5. Related to the above point (and a concern that I had about species like R. pearsonii which are seemingly not susceptible to ACE2-utilizing sarbecoviruses, but then I saw Figure 2 – supplement 2): given that the dynamics of long-term host:virus coevolution that exist in Rhinolophus bats are so different from the dynamics of susceptibility that are germane to questions of reverse zoonotic and intermediate/amplifying potential of other species – might it be wise to exclude Rhinolophus species from the analyses as they may require different forms of "signal" for prediction of susceptibility compared to the rest of mammals?

Reviewer #2 (Recommendations for the authors):

Pg 2 L11-12 – has anyone looked at the correlation between susceptibility in cell culture vs in vivo (for any virus)? Might be complex as often comparing across tissue types as well as species. Some support from https://doi.org/10.1371/journal.ppat.1004475 but not sure if there are other studies such as this looking directly at susceptibility?

Pg 3 – L23-30 – re the assumption that infection with SARS-CoV suggests susceptibility also to SARS-CoV-2 and vice versa – this seems reasonable, although may expect some instances of virus by species interactions meaning this is not the case.. Looking at the supp data it looks like in the 6 species tested with both SARS-1 and -2 they can be infected by both (ie 6/6) – is that correct? If so maybe alter the text to say this specifically, and offer some more general support for your approach with (eg their own recent paper in PNAS or https://onlinelibrary.wiley.com/doi/10.1111/tbed.14361)

Pg 4 L3-10 felt some more detail was needed here on ACE2 data to help the reader follow the approach

The authors use the described modelling approach to predict what species are susceptible to sarbecovirus infection, aggregated by taxonomic order (Figure 5, Figure Supplement 2). From the figure it is apparent that the observed data set contains primarily mammalian samples where as the predicted dataset contains a considerably higher proportion of avian samples. Given that the narrative around reverse zoonosis is largely focused on mammals, it would be helpful to have more of a discussion around the role of avian species both in these analyses and in the transmission of sarbecoviruses.

Data and scripts are available via a doi.

Reviewer #3 (Recommendations for the authors):

You write

"Second, since no model has been trained or validated using observed data on infection (the outcome of interest)"

Then later:

"Understanding the value of ACE2-based host range predictions for guiding surveillance therefore requires developing models based on the outcome of interest – susceptibility – and quantifying the accuracy of their predictions."

And later again:

"We treated these different sources of information hierarchically, considering the best available evidence for compatibility or incompatibility in each host species (natural infection > experimental infection > cell culture > heterologous ACE2 cell culture experiments)."

I'd recommend changing "infection" to susceptibility in the first-quoted passage. To me (maybe just me?) "infection" makes me think infection of a live animal, even though I know that cells in culture can be infected too.
===
REQUIRED ACTIONS.
A) In the reviewer comments, rewrite the paragraph beginning "The authors use the described modelling approach" more briefly, keeping its main facts.
B) Put this sentence from the reviewer comments into Spanish: "Data and scripts are available via a doi."
C) Retype the reviewer comments from "I'd recommend changing" to "be infected too.".
===
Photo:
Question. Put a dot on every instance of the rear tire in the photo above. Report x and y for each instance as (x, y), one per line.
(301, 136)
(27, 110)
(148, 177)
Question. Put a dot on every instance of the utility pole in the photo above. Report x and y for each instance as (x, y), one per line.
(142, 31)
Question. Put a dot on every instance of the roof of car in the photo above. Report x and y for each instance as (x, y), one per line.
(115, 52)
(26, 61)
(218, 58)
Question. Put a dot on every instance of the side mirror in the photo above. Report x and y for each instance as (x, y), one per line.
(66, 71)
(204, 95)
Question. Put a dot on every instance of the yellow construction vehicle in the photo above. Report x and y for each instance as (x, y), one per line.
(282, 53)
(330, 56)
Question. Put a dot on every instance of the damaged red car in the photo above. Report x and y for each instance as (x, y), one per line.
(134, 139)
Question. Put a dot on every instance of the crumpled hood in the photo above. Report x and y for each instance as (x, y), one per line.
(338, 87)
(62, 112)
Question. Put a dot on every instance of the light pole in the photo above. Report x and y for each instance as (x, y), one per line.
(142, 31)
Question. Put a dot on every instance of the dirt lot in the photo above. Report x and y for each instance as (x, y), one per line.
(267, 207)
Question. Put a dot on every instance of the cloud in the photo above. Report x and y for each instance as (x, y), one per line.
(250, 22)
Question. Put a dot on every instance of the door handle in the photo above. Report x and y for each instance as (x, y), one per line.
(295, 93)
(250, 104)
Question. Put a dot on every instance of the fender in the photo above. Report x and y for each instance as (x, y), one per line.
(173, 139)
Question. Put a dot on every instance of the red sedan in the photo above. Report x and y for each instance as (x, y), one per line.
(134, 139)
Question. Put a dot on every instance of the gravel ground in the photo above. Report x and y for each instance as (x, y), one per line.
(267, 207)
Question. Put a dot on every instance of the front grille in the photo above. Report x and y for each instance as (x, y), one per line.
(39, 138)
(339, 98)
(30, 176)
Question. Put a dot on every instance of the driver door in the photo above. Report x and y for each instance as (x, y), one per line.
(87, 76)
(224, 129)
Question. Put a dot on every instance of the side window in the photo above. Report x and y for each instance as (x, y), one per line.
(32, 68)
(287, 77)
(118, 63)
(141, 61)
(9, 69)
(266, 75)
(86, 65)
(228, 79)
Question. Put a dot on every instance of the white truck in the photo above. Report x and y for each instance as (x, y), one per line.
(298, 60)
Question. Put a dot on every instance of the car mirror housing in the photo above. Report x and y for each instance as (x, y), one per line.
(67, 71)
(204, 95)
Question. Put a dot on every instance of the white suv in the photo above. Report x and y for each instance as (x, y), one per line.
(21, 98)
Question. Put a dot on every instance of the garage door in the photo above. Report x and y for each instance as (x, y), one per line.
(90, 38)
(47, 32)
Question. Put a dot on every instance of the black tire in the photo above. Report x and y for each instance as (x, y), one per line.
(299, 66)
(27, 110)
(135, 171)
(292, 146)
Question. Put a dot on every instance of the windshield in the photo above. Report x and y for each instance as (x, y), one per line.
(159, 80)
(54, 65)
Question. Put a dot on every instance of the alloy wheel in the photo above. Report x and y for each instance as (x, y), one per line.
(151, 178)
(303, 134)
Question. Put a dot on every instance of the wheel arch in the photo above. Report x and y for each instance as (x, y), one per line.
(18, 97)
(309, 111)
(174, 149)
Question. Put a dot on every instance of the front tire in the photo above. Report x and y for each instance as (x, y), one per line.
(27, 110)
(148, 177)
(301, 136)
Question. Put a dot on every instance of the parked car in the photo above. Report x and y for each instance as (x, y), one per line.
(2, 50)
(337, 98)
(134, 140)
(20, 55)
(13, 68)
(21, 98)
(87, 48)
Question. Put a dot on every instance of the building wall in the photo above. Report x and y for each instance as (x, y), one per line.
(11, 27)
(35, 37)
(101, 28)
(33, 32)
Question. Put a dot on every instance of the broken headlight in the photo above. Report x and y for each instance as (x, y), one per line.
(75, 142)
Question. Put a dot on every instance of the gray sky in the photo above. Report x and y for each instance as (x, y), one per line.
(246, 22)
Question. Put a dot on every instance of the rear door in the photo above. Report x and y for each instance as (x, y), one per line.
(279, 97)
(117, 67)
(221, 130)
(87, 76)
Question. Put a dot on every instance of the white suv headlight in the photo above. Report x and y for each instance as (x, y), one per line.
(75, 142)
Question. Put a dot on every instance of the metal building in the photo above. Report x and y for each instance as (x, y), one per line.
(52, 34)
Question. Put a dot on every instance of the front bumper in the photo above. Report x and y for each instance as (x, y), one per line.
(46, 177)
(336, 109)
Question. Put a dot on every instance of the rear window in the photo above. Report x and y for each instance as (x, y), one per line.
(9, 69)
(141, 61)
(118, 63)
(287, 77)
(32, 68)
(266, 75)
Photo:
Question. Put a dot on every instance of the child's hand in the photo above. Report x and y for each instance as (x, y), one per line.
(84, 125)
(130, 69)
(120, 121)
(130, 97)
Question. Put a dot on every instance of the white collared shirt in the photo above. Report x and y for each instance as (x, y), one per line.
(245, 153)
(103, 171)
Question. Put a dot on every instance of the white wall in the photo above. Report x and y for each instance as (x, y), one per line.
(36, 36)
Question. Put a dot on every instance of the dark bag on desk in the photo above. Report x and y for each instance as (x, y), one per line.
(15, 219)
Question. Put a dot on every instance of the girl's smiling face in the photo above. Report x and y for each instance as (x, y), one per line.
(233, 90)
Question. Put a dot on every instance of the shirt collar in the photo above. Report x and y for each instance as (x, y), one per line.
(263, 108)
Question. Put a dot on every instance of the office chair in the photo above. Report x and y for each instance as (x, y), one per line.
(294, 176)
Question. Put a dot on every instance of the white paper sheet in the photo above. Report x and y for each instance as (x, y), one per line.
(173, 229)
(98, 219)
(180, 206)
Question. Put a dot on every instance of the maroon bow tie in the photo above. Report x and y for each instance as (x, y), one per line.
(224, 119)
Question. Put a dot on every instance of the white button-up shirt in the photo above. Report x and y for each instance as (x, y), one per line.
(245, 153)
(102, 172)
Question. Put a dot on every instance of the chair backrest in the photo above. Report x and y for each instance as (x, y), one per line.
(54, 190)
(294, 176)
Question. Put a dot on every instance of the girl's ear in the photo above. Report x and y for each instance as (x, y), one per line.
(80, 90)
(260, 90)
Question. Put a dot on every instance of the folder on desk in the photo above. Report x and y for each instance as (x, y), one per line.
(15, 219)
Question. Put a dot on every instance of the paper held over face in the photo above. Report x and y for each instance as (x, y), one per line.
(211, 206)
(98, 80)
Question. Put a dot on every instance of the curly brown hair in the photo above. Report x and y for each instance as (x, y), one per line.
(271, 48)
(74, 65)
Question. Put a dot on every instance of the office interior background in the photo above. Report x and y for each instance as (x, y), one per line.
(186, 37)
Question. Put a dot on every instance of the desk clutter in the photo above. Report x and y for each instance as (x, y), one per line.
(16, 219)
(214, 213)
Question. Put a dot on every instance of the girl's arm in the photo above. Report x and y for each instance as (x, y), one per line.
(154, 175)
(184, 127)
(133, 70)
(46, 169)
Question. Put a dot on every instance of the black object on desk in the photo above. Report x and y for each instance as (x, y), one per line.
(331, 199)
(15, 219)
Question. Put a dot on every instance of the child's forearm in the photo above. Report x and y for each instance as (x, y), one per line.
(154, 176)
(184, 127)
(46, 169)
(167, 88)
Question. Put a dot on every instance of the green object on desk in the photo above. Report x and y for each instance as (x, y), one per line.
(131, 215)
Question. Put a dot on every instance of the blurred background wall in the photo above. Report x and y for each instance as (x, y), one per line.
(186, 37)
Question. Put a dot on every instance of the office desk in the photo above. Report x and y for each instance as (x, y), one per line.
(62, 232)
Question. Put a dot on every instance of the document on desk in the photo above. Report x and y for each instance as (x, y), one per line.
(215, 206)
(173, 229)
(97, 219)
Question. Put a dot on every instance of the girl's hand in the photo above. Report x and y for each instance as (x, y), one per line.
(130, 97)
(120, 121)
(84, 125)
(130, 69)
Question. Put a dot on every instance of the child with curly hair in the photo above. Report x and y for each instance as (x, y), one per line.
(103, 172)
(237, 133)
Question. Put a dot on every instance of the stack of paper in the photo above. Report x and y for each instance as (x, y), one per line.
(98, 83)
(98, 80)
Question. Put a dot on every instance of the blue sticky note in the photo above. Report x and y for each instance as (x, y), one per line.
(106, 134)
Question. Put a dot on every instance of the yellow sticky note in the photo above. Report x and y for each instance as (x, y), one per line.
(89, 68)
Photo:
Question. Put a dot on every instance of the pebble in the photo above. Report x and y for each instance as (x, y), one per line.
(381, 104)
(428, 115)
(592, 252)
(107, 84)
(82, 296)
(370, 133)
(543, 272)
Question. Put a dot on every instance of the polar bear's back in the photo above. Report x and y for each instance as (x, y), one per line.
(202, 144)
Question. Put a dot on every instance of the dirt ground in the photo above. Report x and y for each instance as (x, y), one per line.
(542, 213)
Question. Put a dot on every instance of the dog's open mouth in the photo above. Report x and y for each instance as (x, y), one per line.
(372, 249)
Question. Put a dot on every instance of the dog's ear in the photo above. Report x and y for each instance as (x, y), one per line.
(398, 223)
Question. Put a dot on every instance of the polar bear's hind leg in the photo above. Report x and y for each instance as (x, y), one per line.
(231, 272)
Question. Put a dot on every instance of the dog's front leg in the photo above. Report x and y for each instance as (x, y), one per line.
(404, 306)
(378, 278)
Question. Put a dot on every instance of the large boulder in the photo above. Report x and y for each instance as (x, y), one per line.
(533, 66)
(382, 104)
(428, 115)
===
ANSWERS IN ORDER.
A) The authors' model predicts which species are susceptible to sarbecovirus infection, grouped by taxonomic order (Figure 5, Figure Supplement 2). The observed data set is mostly mammals, while the predicted data set has a much larger share of birds. Since the reverse zoonosis discussion focuses mainly on mammals, more discussion of the role of birds in these analyses and in sarbecovirus transmission would help.

B) Los datos y los scripts están disponibles mediante un doi.

C)
I'd recommend changing "infection" to susceptibility in the first-quoted passage. To me (maybe just me?) "infection" makes me think infection of a live animal, even though I know that cells in culture can be infected too.